### Extract

To the best of our knowledge, the Magdeburger Prosodie Korpus (Wendt et al., 2003; Wendt & Scheich, 2002) is the only other corpus that includes isolated disyllabic pseudo-words. However, this corpus is composed of stimuli that respect the phonotactic and phonetic rules of the German language. Although there are data suggesting that emotions can be recognized across languages and cultures, there is still an in-group advantage in the processing of emotional vocalizations (Sauter et al., 2010). We therefore developed new emotional vocalizations based on the phonology and pronunciation rules of North American English, for research and clinical work requiring English-based stimuli. The use of the corpus does not need to be limited to English speakers, however. For instance, studies of emotion or prosodic processing in monolingual or in multilingual individuals, or in nonnative English speakers, could be easily conducted using stimuli from this corpus (e.g., Dewaele, 2004; Min & Schirmer, 2011; Paulmann & Uskul, 2014).

Stimuli from the corpus could also be used to investigate emotion processing in individuals with certain temperamental or behavioral characteristics associated with difficulties in emotion recognition (e.g., individuals with psychopathic traits or alexithymia). In addition, the stimuli could be used to study the extent to which patients with aphasia, schizophrenia, or other mental disorders (e.g., depression) are able to process prosodic/vocal emotion information.

The Hoosier Vocal Emotions Corpus’s short, disyllabic pseudo-words, which are acoustically more homogeneous than longer sentences, can also be useful to researchers performing acoustic analyses. Investigations that seek to characterize the prosodic and acoustic features of different emotions would benefit from this kind of tightly controlled and not exaggerated materials, since they can help isolate specific acoustic parameters for emotion recognition more precisely. Also, the fact that our stimuli were produced with normal emotional intensity (as opposed to high, such as in affect bursts) contributes to creating more ambiguity in the corpus and makes emotion recognition not only less straightforward, but possibly also more ecologically valid. Ambiguous or subtle acoustic characteristics can be studied with a corpus like ours, that preserves this variability, and because we provide the full confusion matrix for each stimulus, researchers seeking to determine the acoustic parameters of various emotions will have a large range of clear, ambiguous, and misclassified stimuli to choose from. This variability and the range of stimulus uncertainty could also be very useful for the field of automatic emotion recognition. Training paradigms would thus be able first to use the nonambiguous stimuli (see Brendel, Zaccarelli, Schuller, & Devillers, 2010) and progressively to incorporate more subtle stimuli, ultimately leading to robust recognition scores.

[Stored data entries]
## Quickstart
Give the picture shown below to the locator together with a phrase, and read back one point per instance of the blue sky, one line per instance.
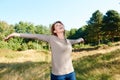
(73, 13)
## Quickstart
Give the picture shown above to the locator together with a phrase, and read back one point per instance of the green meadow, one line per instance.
(90, 64)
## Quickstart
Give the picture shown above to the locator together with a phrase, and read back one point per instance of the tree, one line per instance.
(111, 24)
(94, 27)
(72, 33)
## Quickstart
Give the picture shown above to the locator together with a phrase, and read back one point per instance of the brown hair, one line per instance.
(53, 27)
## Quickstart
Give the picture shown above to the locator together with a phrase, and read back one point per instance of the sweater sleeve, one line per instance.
(75, 40)
(42, 37)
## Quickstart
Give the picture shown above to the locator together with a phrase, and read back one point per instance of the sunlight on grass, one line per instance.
(35, 65)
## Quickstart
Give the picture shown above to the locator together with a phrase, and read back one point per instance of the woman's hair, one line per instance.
(53, 27)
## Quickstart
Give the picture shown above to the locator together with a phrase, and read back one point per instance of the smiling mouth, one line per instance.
(61, 28)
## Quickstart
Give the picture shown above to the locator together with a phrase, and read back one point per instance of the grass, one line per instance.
(98, 66)
(35, 65)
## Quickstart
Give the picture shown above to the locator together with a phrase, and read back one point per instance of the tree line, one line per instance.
(100, 29)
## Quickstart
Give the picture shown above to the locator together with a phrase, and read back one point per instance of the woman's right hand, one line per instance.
(10, 36)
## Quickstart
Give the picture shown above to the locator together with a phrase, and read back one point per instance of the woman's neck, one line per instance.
(61, 35)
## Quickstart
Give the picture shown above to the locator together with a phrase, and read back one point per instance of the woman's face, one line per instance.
(59, 28)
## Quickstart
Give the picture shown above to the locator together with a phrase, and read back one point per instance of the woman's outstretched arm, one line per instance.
(79, 40)
(27, 35)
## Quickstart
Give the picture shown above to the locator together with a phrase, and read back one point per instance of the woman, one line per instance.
(62, 68)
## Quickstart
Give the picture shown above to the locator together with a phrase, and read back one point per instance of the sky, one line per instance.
(73, 13)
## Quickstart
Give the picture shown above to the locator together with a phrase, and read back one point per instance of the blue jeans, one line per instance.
(70, 76)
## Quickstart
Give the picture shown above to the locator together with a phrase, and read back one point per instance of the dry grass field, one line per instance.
(93, 63)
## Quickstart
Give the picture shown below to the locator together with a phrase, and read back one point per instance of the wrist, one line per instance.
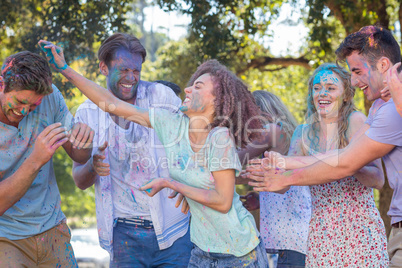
(290, 178)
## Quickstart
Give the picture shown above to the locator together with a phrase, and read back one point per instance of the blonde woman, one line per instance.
(346, 229)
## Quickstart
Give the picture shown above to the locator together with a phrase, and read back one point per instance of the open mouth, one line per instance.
(324, 102)
(187, 99)
(364, 89)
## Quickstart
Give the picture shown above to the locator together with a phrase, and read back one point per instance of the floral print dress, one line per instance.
(346, 229)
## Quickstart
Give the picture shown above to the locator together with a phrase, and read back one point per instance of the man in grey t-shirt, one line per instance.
(369, 53)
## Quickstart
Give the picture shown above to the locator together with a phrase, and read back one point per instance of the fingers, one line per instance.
(49, 128)
(103, 146)
(81, 136)
(256, 161)
(173, 194)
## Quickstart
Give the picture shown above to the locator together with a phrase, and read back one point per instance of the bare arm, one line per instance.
(14, 187)
(79, 144)
(370, 175)
(355, 156)
(394, 83)
(219, 199)
(97, 94)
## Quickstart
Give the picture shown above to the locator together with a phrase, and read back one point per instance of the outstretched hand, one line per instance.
(154, 186)
(267, 180)
(47, 142)
(54, 55)
(81, 136)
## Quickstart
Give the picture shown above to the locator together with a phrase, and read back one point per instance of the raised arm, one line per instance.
(394, 83)
(219, 199)
(97, 94)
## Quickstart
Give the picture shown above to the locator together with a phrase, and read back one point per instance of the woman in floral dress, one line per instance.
(346, 229)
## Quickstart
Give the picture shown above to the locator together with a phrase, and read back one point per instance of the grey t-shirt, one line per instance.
(386, 127)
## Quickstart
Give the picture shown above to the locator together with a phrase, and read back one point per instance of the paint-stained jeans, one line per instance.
(49, 249)
(256, 258)
(136, 246)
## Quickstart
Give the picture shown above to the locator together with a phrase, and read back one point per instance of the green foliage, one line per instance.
(76, 25)
(220, 28)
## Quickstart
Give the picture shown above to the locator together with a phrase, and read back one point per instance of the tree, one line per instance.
(77, 26)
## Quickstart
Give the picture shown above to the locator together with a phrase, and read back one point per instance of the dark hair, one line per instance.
(235, 107)
(120, 40)
(372, 42)
(176, 89)
(27, 71)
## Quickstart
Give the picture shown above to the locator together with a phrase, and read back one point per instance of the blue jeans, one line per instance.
(288, 258)
(136, 246)
(256, 258)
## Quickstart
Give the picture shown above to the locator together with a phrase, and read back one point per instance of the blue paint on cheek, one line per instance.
(48, 52)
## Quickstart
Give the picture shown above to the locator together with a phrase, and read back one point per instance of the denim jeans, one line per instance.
(136, 246)
(288, 258)
(256, 258)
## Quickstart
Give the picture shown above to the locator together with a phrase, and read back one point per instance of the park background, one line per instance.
(272, 45)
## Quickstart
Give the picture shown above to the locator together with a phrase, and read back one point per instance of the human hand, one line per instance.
(101, 168)
(267, 180)
(251, 201)
(81, 136)
(185, 208)
(154, 186)
(54, 55)
(47, 142)
(271, 160)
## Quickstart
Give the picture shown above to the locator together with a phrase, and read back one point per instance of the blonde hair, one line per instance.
(276, 112)
(345, 110)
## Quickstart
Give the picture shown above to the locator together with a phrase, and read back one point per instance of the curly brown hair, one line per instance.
(235, 107)
(27, 71)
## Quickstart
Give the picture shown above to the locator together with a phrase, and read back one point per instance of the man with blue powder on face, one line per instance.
(34, 122)
(369, 53)
(137, 230)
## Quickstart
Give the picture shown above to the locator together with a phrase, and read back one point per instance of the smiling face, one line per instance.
(365, 76)
(15, 105)
(123, 74)
(328, 91)
(199, 97)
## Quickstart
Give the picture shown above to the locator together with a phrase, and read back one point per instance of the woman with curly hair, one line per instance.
(200, 145)
(346, 229)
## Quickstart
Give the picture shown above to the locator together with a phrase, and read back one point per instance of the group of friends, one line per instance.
(165, 170)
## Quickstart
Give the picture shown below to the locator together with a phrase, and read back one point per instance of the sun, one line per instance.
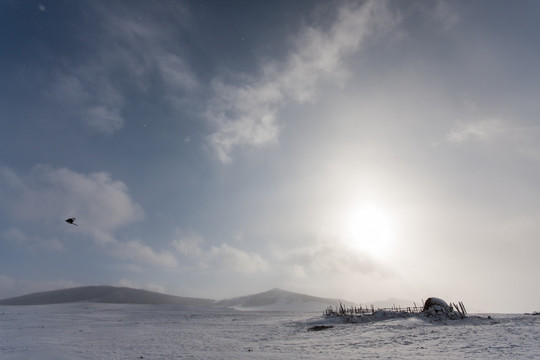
(370, 230)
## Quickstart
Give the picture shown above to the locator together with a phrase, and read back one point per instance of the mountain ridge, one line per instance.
(275, 299)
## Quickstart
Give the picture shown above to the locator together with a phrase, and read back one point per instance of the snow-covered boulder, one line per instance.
(436, 305)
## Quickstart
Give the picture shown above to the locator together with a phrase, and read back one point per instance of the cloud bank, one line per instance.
(247, 114)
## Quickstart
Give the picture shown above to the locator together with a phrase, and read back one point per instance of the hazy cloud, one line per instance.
(482, 130)
(190, 244)
(129, 53)
(102, 206)
(246, 114)
(135, 250)
(238, 260)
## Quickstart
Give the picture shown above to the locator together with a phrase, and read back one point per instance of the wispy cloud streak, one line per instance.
(246, 114)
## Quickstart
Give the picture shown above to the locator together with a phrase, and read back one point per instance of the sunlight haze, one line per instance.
(360, 150)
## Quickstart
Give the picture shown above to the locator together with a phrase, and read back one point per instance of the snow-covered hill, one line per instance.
(103, 294)
(278, 299)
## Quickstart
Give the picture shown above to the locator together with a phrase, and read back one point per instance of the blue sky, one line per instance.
(352, 149)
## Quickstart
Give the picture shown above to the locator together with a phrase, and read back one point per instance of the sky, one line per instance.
(360, 150)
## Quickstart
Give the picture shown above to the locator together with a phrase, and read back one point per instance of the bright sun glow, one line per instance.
(370, 230)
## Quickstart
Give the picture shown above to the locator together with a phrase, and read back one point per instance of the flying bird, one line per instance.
(71, 221)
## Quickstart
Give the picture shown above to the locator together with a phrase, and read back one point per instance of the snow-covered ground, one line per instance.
(105, 331)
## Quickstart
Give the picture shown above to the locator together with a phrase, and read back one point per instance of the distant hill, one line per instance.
(271, 300)
(278, 299)
(103, 294)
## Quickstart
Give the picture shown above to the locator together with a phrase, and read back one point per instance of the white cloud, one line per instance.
(238, 260)
(136, 251)
(33, 242)
(104, 119)
(127, 43)
(481, 130)
(247, 114)
(102, 207)
(190, 244)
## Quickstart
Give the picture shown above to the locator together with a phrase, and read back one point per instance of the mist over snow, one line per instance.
(356, 150)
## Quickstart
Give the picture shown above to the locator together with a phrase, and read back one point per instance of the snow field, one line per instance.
(105, 331)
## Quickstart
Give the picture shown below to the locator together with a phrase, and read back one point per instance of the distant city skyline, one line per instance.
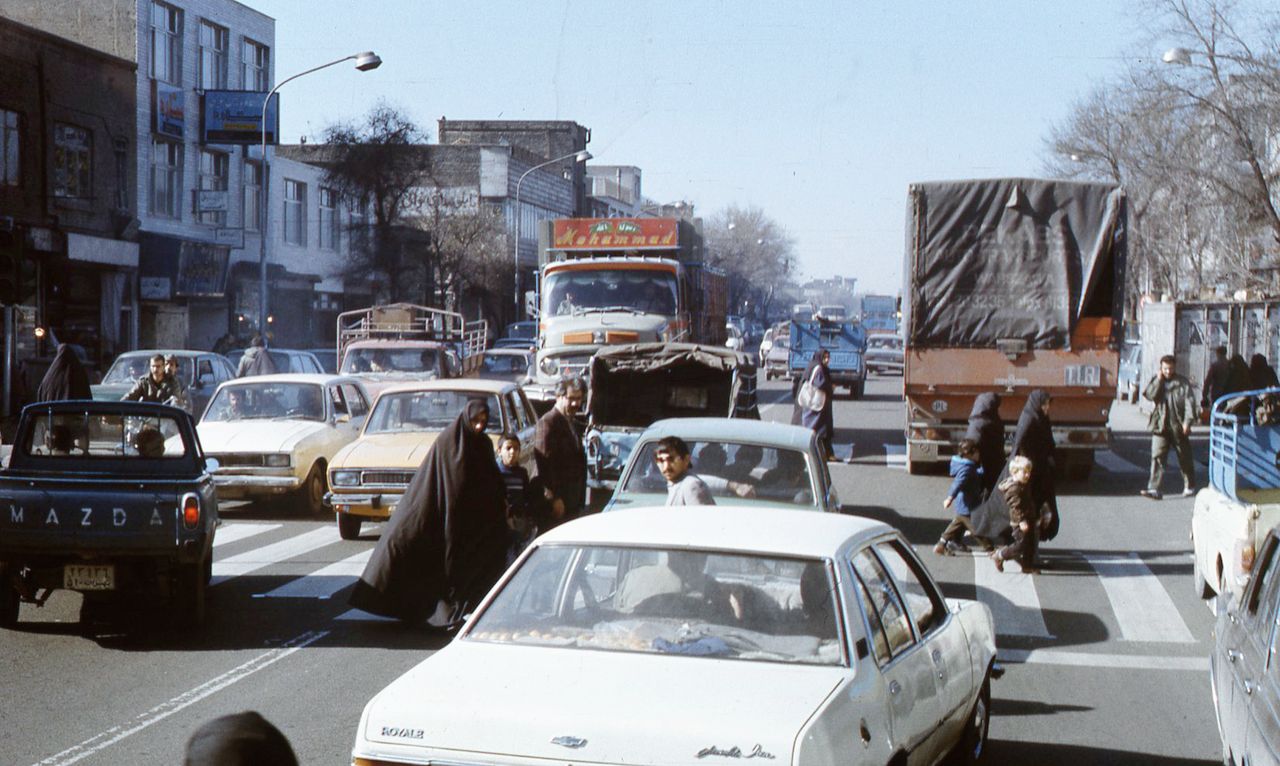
(818, 113)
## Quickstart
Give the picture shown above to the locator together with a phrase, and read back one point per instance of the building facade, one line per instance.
(67, 196)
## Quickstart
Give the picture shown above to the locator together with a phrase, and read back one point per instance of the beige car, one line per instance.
(368, 477)
(277, 434)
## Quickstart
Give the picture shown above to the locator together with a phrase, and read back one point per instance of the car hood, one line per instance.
(387, 450)
(616, 707)
(256, 436)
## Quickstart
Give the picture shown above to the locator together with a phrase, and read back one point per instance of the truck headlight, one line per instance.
(344, 478)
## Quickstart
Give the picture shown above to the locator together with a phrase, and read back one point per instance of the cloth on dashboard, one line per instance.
(65, 378)
(447, 538)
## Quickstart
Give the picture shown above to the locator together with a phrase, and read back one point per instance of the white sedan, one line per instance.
(700, 637)
(275, 434)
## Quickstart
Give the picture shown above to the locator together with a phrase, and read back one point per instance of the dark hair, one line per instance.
(672, 445)
(567, 386)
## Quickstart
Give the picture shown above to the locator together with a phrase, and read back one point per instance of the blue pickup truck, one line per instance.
(846, 342)
(113, 500)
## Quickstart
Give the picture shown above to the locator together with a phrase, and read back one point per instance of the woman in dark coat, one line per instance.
(1034, 440)
(447, 539)
(65, 378)
(821, 422)
(987, 429)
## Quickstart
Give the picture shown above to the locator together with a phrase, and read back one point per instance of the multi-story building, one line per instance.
(199, 213)
(67, 196)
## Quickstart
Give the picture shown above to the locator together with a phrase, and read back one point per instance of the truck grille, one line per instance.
(385, 478)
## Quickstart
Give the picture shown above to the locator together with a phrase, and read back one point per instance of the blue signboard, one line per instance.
(236, 117)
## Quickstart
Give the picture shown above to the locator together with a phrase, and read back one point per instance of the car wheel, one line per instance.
(191, 593)
(1198, 583)
(973, 743)
(310, 497)
(9, 600)
(348, 527)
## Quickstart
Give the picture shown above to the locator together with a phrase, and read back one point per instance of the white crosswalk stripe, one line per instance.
(265, 556)
(231, 533)
(1011, 598)
(324, 583)
(1142, 607)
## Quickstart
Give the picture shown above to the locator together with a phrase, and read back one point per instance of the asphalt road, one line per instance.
(1106, 650)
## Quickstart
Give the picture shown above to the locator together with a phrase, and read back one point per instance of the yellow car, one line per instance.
(369, 475)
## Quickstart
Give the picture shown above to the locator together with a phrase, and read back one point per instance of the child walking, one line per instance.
(1023, 515)
(964, 495)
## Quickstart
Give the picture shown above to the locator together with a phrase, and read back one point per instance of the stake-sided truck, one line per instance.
(620, 281)
(1013, 285)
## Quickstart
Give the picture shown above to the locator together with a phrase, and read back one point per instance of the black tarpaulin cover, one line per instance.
(1010, 258)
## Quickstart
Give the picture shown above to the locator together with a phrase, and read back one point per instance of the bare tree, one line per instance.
(757, 255)
(374, 164)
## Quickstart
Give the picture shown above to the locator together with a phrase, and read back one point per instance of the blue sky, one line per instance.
(818, 113)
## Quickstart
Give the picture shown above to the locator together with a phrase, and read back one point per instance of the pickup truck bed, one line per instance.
(103, 518)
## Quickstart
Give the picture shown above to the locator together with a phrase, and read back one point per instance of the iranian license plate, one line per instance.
(86, 577)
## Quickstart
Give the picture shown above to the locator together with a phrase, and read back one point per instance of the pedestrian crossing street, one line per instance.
(1125, 596)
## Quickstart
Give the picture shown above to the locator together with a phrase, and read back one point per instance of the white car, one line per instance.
(275, 434)
(702, 637)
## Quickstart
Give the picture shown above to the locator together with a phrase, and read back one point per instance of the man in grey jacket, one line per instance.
(1170, 427)
(684, 487)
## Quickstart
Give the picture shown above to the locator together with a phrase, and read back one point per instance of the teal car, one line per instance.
(744, 463)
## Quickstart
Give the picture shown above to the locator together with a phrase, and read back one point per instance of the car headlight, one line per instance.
(344, 478)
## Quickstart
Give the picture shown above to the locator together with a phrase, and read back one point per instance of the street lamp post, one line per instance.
(365, 62)
(579, 156)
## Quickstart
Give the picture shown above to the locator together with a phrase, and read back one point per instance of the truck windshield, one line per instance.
(597, 290)
(391, 360)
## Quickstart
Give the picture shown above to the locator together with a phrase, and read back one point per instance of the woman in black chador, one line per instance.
(447, 539)
(65, 378)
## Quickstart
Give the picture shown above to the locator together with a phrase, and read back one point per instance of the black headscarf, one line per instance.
(1033, 438)
(1261, 375)
(65, 378)
(448, 534)
(987, 429)
(241, 739)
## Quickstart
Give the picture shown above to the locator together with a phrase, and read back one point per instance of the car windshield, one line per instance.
(391, 360)
(668, 601)
(127, 369)
(82, 434)
(773, 474)
(426, 410)
(266, 401)
(636, 290)
(504, 364)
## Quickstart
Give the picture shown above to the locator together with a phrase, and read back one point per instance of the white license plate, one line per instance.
(82, 577)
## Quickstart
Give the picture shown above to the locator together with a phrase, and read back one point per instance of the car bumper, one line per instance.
(366, 505)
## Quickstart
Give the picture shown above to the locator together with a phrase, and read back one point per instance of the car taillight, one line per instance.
(190, 510)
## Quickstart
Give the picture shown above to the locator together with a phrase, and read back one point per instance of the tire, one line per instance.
(348, 527)
(310, 497)
(973, 743)
(191, 593)
(9, 600)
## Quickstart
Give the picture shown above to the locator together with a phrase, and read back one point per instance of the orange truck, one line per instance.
(1013, 285)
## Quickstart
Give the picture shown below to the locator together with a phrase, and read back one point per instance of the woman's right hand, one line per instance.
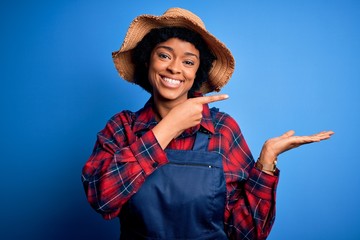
(183, 116)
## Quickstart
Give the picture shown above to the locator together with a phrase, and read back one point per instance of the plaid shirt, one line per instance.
(126, 153)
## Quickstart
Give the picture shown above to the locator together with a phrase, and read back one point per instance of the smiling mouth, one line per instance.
(172, 82)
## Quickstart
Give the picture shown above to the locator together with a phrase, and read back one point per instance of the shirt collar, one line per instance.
(144, 120)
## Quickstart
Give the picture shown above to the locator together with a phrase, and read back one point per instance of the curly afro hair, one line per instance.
(141, 54)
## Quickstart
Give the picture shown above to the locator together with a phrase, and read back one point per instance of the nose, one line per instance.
(174, 66)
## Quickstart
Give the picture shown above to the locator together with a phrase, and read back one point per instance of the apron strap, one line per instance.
(201, 141)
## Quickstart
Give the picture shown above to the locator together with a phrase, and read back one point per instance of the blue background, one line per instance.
(297, 67)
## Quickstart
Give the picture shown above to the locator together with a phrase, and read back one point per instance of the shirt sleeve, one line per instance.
(250, 207)
(119, 164)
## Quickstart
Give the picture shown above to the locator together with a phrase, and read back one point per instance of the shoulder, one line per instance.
(123, 117)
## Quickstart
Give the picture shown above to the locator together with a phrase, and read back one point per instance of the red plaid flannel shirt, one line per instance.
(122, 160)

### Aim of the task
Pick up the passage on the Hoosier Vocal Emotions Corpus from where it stops and continue it.

### Task answer
Finally, the neutral-tone stimuli can be used on their own for research applications other than emotional processing. For instance, they could be used for pseudo-word or voice recognition tasks in investigations of individual differences in auditory, phonetic, or phonological processing or learning.

Conclusion

In this article, we have presented the Hoosier Vocal Emotions Corpus, a set of controlled disyllabic pseudo-words spoken in five basic emotions and in a neutral tone. This corpus is one of the few databases of pseudo-word vocal expressions for North American English. The corpus consists of 1,763 high-definition audio recordings by two female speakers at a medium/normal emotional intensity level. The validation of the corpus with a forced choice recognition paradigm revealed high rates of emotional validity. The recognition accuracy for each item and the full confusion matrix are provided in an accompanying database, which will allow researchers to explore the full range of stimulus uncertainty. Despite some of the limitations discussed above, this corpus presents a valuable resource for a wide variety of researchers and clinicians.